TERASJABAR.ID – Film Dilan memang lahir dari Bandung, kota yang dikenal romantis dan penuh nostalgia. Tapi di balik keindahan suasana tahun 90-an yang ditampilkan, banyak penonton justru merasa kisah cinta Dilan dan Milea lebih menyakitkan daripada film horor. Bukan karena seram, tapi karena terlalu nyata. Cinta yang besar, tapi tak sampai.
Dalam Dilan 1990 hingga Milea: Suara dari Dilan, kita diajak menyusuri jalanan Bandung, melihat dua anak muda jatuh cinta dengan polosnya. Tapi seiring waktu, Bandung yang tadinya penuh tawa berubah jadi saksi luka.
Dilan, si panglima tempur yang romantis, akhirnya memilih Ancika. Milea pun memilih jalannya sendiri. Dan penonton? Tertinggal di antara kenangan dan harapan yang patah.
Bukan berarti cinta mereka dulu palsu, tapi karena kehidupan memang terus berjalan. Kadang, orang datang bukan untuk tinggal selamanya tapi untuk mengajarkan sesuatu.
Kita belajar menerima, berdamai, dan tidak mengutuk takdir. Bukan tentang siapa yang salah, tapi tentang bagaimana masing-masing memilih jalan hidup yang terbaik, meski tidak lagi beriringan.

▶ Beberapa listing
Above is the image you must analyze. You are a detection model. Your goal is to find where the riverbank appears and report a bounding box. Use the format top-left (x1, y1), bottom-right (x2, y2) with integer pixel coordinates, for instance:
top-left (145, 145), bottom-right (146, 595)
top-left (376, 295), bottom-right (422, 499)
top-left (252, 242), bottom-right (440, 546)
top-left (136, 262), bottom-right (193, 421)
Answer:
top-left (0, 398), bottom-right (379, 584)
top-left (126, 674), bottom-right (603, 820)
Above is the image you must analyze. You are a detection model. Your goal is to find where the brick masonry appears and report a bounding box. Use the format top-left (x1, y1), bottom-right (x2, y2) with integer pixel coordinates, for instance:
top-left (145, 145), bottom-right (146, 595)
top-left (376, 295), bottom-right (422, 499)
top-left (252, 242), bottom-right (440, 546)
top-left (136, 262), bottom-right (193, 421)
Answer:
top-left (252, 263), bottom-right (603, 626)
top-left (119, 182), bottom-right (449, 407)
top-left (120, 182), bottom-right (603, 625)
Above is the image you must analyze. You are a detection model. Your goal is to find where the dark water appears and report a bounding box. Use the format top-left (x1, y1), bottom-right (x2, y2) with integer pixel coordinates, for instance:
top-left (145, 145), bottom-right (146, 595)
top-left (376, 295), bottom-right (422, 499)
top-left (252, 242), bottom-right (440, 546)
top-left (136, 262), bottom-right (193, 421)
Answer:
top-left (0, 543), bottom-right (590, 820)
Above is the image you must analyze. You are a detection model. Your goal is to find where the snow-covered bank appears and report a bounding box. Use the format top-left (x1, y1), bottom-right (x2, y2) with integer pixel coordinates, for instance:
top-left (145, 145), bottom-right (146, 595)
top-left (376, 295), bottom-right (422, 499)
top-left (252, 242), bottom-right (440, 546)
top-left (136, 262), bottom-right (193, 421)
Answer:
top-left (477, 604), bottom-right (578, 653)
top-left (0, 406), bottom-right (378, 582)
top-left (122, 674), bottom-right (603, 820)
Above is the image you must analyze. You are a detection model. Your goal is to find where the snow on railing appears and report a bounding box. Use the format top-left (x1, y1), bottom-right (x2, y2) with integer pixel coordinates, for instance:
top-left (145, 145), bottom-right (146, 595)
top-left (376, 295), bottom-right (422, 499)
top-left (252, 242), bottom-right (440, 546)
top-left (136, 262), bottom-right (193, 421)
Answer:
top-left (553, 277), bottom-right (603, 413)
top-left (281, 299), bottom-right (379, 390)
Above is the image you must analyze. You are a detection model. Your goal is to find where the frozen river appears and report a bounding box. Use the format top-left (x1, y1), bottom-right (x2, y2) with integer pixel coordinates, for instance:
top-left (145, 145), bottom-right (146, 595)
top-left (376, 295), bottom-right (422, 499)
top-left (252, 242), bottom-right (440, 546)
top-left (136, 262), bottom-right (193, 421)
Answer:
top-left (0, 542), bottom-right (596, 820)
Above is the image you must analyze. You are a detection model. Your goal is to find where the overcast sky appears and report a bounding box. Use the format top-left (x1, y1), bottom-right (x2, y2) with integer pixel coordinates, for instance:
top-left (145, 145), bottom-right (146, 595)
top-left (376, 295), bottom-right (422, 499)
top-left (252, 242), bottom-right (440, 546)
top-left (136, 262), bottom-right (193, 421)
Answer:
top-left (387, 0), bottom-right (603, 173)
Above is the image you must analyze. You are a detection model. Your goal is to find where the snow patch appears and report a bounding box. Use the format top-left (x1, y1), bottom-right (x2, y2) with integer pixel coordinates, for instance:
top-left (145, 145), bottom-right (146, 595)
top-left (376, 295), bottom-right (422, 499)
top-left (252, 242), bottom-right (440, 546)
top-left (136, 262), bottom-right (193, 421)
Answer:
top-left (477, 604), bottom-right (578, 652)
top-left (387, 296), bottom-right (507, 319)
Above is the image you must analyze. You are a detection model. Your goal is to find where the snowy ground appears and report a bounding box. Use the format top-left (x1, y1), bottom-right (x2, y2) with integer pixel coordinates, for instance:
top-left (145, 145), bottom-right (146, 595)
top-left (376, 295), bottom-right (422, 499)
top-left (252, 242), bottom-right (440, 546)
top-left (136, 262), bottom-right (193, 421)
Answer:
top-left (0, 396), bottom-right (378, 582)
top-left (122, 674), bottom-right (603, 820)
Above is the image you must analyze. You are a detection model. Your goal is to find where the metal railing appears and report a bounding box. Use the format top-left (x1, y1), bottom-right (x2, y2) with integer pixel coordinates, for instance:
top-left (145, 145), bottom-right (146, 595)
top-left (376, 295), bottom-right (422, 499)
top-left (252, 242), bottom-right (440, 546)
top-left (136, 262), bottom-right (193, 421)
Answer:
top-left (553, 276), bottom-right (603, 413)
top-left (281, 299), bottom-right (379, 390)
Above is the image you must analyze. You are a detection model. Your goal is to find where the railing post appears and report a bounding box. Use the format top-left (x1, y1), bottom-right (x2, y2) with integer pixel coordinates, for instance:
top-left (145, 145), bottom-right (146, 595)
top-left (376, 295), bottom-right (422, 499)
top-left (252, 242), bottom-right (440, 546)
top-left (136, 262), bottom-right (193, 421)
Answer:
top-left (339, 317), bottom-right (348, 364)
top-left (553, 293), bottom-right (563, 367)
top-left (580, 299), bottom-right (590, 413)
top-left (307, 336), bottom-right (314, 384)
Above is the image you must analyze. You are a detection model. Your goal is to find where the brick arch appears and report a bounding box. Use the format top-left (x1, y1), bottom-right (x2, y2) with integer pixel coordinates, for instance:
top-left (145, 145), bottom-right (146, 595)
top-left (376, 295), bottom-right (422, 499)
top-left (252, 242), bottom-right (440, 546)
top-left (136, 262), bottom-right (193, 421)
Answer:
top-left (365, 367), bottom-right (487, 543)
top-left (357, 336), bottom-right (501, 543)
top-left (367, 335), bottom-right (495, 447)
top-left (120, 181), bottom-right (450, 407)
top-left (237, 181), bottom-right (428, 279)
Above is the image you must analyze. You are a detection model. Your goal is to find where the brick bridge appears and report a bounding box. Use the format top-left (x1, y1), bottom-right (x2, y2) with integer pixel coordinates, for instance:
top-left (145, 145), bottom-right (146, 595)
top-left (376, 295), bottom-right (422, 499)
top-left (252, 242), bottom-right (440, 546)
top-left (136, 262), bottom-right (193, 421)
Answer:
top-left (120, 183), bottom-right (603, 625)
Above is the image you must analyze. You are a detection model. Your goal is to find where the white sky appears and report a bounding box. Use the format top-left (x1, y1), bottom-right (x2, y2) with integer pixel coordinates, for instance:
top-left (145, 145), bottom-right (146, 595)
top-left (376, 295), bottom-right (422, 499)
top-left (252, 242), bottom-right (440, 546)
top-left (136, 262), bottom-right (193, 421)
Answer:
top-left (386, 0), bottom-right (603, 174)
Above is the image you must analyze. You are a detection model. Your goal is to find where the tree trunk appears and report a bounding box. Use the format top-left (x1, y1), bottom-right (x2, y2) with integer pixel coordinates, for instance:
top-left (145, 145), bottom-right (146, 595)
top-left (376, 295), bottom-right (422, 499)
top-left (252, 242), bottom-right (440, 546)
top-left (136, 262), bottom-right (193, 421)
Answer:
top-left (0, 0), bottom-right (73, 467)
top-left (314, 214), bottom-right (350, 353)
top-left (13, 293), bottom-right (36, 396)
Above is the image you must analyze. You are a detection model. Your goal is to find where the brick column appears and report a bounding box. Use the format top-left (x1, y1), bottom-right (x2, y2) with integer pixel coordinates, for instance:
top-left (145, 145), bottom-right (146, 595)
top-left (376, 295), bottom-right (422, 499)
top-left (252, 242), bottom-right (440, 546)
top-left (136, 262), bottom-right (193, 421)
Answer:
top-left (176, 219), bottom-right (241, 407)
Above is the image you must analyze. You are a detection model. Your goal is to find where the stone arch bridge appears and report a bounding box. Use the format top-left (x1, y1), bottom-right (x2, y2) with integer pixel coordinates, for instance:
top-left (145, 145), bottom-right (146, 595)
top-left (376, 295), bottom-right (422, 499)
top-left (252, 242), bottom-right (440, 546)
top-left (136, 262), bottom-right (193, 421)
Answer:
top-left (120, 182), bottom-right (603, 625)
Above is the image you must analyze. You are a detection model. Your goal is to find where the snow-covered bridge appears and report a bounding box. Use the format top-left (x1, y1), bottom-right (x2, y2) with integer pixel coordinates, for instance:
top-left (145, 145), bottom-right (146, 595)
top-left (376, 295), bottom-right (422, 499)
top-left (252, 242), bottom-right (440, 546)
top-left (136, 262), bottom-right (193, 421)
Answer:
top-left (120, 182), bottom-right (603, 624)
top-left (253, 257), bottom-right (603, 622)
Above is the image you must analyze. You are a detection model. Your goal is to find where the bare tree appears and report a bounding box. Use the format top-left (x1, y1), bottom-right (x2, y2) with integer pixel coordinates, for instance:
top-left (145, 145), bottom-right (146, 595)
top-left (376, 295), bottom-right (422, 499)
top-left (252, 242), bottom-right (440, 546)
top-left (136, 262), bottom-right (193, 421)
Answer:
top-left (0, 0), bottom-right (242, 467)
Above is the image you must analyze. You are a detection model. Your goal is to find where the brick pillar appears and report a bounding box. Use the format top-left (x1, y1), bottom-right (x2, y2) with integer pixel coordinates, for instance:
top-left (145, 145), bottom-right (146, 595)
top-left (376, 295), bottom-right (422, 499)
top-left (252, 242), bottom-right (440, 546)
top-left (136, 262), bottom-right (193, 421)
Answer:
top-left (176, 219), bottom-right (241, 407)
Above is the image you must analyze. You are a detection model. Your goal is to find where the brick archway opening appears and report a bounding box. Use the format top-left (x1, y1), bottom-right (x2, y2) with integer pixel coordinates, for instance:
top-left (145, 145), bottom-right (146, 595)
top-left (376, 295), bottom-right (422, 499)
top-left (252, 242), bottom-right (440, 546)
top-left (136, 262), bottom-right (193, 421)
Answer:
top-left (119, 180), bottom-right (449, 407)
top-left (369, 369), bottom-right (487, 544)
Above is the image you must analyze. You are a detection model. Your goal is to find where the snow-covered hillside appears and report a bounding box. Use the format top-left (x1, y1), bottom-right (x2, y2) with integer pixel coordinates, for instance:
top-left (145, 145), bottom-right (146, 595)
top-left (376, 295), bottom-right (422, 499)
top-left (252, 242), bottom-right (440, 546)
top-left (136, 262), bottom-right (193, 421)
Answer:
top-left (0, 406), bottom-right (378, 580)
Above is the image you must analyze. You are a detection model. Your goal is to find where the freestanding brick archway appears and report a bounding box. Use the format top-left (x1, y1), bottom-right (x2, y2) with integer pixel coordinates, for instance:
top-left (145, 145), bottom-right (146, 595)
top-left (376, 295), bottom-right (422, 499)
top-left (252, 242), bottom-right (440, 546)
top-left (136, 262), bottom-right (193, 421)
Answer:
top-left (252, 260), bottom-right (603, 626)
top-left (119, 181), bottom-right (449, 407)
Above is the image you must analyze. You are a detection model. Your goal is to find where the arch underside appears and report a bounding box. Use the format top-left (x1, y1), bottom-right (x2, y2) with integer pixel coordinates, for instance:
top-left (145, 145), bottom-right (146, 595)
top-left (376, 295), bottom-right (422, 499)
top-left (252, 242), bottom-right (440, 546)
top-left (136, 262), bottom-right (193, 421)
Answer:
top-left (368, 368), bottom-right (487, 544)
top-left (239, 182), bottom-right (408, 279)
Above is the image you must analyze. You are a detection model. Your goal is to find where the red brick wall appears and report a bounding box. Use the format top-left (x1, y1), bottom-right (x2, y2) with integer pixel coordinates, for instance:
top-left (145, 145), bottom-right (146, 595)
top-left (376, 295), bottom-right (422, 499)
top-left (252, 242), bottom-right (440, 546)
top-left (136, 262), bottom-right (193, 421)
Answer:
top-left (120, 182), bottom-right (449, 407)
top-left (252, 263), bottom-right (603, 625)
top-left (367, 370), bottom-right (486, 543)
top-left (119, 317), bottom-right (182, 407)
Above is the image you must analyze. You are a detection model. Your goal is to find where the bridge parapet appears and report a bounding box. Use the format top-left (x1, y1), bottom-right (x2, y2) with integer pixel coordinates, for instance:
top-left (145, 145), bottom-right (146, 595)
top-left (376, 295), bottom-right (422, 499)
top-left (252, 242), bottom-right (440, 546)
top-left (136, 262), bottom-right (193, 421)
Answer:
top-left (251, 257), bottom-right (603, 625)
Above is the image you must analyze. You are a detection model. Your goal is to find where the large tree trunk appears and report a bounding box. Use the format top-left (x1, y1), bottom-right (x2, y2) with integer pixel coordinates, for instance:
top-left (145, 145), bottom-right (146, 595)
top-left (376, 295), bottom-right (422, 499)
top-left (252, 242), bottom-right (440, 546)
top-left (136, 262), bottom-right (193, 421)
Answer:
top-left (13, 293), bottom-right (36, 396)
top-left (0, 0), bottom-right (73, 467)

▶ TUGAS YANG DIMINTA
[a] Tentukan apakah pernyataan berikut sesuai dengan artikel tentang film Dilan: (i) Dilan akhirnya memilih Ancika; (ii) banyak penonton merasa kisah cinta Dilan dan Milea menyakitkan karena seram; (iii) artikel menyatakan bahwa cinta Dilan dan Milea dulu palsu. Jawab ya atau tidak untuk masing-masing, disertai kutipan kata-kata dari artikel yang menentukan jawabannya.
[b] Menurut artikel tentang film Dilan, dari kota mana film Dilan lahir?
[c] Sebutkan semua tokoh yang disebut namanya dalam artikel tentang film Dilan.

▶ TUGAS TERSELESAIKAN
[a]
(i) Ya: "Dilan, si panglima tempur yang romantis, akhirnya memilih Ancika."
(ii) Tidak: "Bukan karena seram, tapi karena terlalu nyata."
(iii) Tidak: "Bukan berarti cinta mereka dulu palsu, tapi karena kehidupan memang terus berjalan."

[b] Film Dilan lahir dari Bandung.

[c] Dilan, Milea, Ancika